> **STORED DATA**
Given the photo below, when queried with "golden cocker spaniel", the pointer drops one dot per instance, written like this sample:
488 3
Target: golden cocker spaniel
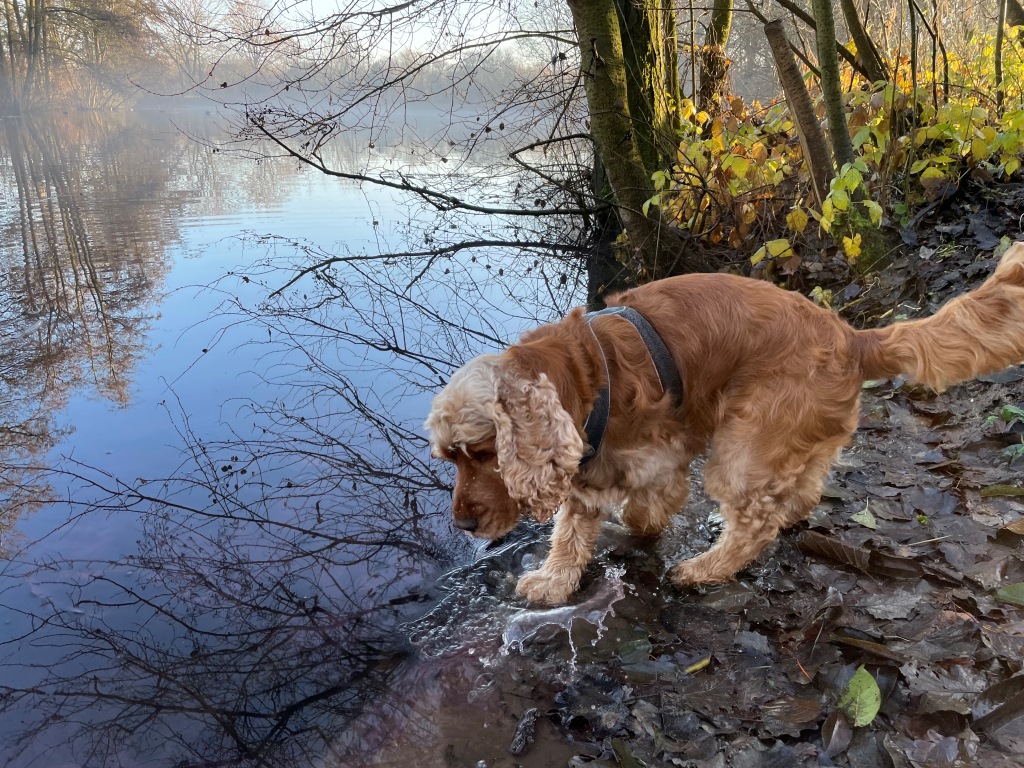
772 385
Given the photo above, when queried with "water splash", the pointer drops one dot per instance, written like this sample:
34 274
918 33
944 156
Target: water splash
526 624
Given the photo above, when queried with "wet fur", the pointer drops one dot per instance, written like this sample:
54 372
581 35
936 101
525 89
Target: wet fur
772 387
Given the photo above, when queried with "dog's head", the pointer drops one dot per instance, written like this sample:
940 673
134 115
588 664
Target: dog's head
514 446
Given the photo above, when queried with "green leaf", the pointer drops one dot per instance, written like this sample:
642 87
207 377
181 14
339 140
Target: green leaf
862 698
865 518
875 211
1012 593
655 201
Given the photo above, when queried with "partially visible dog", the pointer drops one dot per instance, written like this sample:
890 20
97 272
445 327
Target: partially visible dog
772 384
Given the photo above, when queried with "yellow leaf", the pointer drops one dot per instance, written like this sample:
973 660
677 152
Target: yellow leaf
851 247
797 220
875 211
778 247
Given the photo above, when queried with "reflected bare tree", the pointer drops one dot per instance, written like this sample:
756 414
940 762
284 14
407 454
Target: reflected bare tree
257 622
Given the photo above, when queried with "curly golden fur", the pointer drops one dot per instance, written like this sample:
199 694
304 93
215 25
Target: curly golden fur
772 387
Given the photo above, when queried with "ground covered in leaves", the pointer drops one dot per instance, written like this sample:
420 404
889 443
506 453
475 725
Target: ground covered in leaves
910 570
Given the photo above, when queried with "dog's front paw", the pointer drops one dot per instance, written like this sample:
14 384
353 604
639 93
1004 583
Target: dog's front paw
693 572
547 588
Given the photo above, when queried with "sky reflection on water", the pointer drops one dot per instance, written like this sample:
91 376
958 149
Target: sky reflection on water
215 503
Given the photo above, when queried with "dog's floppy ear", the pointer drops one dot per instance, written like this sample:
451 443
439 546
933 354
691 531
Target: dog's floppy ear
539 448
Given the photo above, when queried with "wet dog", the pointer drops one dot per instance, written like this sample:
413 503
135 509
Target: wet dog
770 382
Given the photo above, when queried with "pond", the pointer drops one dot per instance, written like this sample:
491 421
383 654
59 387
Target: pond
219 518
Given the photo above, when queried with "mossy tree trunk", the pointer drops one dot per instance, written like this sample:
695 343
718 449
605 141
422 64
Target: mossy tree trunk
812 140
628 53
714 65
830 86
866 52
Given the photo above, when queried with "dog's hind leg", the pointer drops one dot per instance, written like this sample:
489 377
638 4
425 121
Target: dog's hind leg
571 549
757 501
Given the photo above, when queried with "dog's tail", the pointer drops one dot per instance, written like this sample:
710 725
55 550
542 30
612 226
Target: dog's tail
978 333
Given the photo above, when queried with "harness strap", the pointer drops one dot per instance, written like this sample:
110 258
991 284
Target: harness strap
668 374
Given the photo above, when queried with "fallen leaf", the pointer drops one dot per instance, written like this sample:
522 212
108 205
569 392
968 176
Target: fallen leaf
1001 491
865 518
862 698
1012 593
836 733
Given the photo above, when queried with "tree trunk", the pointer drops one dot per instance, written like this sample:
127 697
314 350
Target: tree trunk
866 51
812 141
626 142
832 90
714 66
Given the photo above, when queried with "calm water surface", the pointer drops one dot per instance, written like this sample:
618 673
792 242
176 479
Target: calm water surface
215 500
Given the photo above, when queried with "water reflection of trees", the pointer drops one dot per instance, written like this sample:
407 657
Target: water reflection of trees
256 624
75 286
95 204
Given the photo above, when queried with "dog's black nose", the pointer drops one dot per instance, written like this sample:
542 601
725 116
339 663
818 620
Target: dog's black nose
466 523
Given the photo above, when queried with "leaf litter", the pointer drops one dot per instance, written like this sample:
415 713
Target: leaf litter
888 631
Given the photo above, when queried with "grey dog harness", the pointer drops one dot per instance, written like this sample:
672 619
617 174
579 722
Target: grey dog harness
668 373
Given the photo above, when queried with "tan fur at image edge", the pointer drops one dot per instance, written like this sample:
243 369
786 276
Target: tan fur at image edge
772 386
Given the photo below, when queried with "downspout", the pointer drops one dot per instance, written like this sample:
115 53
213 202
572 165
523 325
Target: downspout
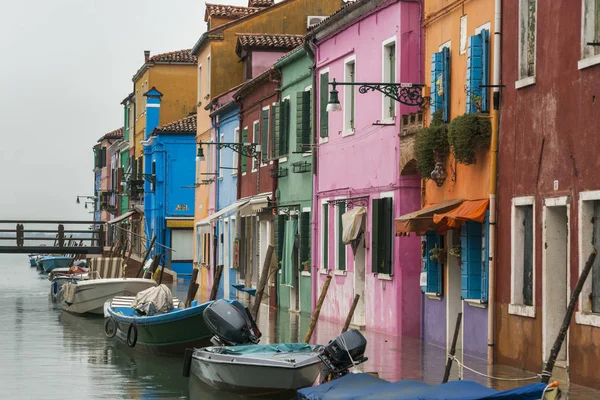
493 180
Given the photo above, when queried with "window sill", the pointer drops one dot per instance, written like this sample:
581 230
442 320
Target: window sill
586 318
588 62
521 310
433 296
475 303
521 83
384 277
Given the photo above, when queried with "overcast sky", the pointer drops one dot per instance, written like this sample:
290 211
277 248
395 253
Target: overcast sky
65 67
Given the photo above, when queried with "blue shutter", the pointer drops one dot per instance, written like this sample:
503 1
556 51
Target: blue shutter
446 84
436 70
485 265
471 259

> **INSTRUCTIONS FOR THE TASK**
Output the records above exactly as they are, leaving out the pictures.

> **OUTPUT FOR THIS EXERCISE**
Given the photo below, when queried with "golden cocker spaniel", the pointer drops one dot per instance, written like this sample:
488 3
Target: golden cocker spaniel
772 385
Given the photo above, when queried with "water splash", the pointer drops one dot per instance, written like this sample:
34 274
918 33
944 156
Target: water splash
526 624
Given the photo above, when queried with "wet fur", the pointer drops one dot per instance, written like this sample:
54 372
581 35
936 101
525 89
Target: wet fur
772 387
Given the photo above, when queried with "dog's head", the pointer drops one dot per instance, written like this sample:
940 673
134 115
588 664
Target: dog's head
514 446
Given the photo above, when queried with "green leaf", the pointer drops one dot per instance, written like this sample:
642 87
207 377
181 14
339 140
Target: green leaf
862 698
865 518
875 211
1012 593
655 201
Given the photo above, when queried with "partially visible dog", the pointer drops one dot per instance, written like this sample:
890 20
97 272
445 327
Target: partially visible dog
772 384
Given the photo above, when queried with "yellow leaf", the pointer drops one dot per instance, written like this sample:
973 660
677 152
Target: yellow leaf
851 247
797 220
875 211
778 247
Given the photo above, when queried with "reflected bare tree", the pointer drops one dot per instance, written like this sample:
756 414
940 762
284 14
407 454
Target: reflected bare tree
257 622
Given the photo above, when queried with "curly golden fur", the pointer drops one dot per instance, written like this sample:
199 694
304 93
215 25
Target: curly golden fur
772 387
Given the photo above, when queried with "ground covered in leaves", the pointer drops one dot per instance, written like this sample:
420 404
889 443
506 453
475 725
Target: ground covered in leaves
910 570
Given the photo above, when queried with "dog's front paw", the pointer drops one dot per instance, written like this sample:
14 384
353 604
639 93
1004 583
Target: dog's front paw
693 572
547 588
Given the photo above, when queried with "sky reflection on water", the pointer drops one dot per instance, written like this sample:
91 376
958 149
Target: sky reflection on water
215 503
Given the photo above, when queried with "dog's floppy ear", the pointer drops one dot per instance, written like this sample:
451 443
439 546
933 354
691 531
Target: dog's floppy ear
539 448
Given the photo above, when queried with "wet dog", the pointer drops one dot per instance, written like this sample:
413 503
135 509
Target: wet dog
770 382
Given the photo above, when queried with "pond", the pointer drops one dot per instance, written like this sample:
491 421
383 654
59 387
Target: pond
219 518
Given the photo above, when queried with "mossy tree trunk", the pointer drops one dot per instance, written like this sample:
695 343
718 449
605 141
422 64
Target: mossy tree trunk
812 140
628 53
714 65
830 86
866 52
Given the photo above, when queried with "dog's hind leg", the pointer drops one dot per instance, written like this sample:
489 377
638 4
425 121
Target: dog's hind leg
571 549
757 501
Given the photo above, when queried with "dog's tail", the pointer drops one dot per instance, written like this sample:
710 725
55 550
542 30
612 226
Target: dog's tail
978 333
Given the photo above, when queried with "harness strap", the pointer drops one dot per instance, written like this sample:
110 258
991 284
Target: harness strap
668 374
Given the photo above, when queried with "fallen leaf", the pointer drops one dot per instance, written like this sample:
522 212
108 205
569 392
968 176
Target: fallen leaf
1001 491
865 518
862 698
1012 593
836 733
Given the photo above, when queried with "tree trunk", the pointer drops one dot per instance, written like this sample:
127 697
314 350
Target: tree trunk
866 51
812 141
626 142
832 90
714 66
Given the photo above, when queried with "calm water surface", the pointer drops one dot per instance, written like this sample:
618 673
792 242
176 479
Target: calm water surface
215 500
Given the photo above, when queried with "water reflection of trees", the pointer drops one dot per instance, written like this sample:
407 657
Target: water reflection of trees
256 624
75 286
95 204
Given the photo above, when queried with "dog's black nose", the pointer drops one dot per instance, written like this sample:
542 601
725 116
339 663
818 620
Target: dog's black nose
466 523
Given the photo above, when queried with "leaf litter", the pointer drops one dot per instance, written like this sample:
415 713
Target: leaf litter
888 631
Given the photo above, when queried with "grey dog harness", the pointer drops one dot per instance, written like this sample:
672 619
617 174
579 722
Target: grey dog harness
668 373
Given the photo above, when queried with "tan fur at image edge", the pointer drops one dot per instance, written like this sample:
243 369
786 276
Target: tan fur at image edge
772 386
Given the photo below, when queried with "downspout", the pointer drops one dot per instance, written like this sample:
115 53
213 202
572 165
523 325
Target: downspout
493 180
Given the photo above, when queried with "window sill", the pointer drops one dot per instance, written like this sample:
581 230
442 320
Target: window sill
586 318
588 62
521 310
433 296
475 303
521 83
384 277
Given the photo above, when queried with "overcast sky", the pointer drops one dot per instance, written like this sample:
290 211
277 248
395 253
Target: overcast sky
65 67
Given the photo above, when queried with "blue shutter", the pointer drops one dot per instance, written like this sample:
503 1
556 51
Target: blue shutter
446 84
436 70
485 265
471 259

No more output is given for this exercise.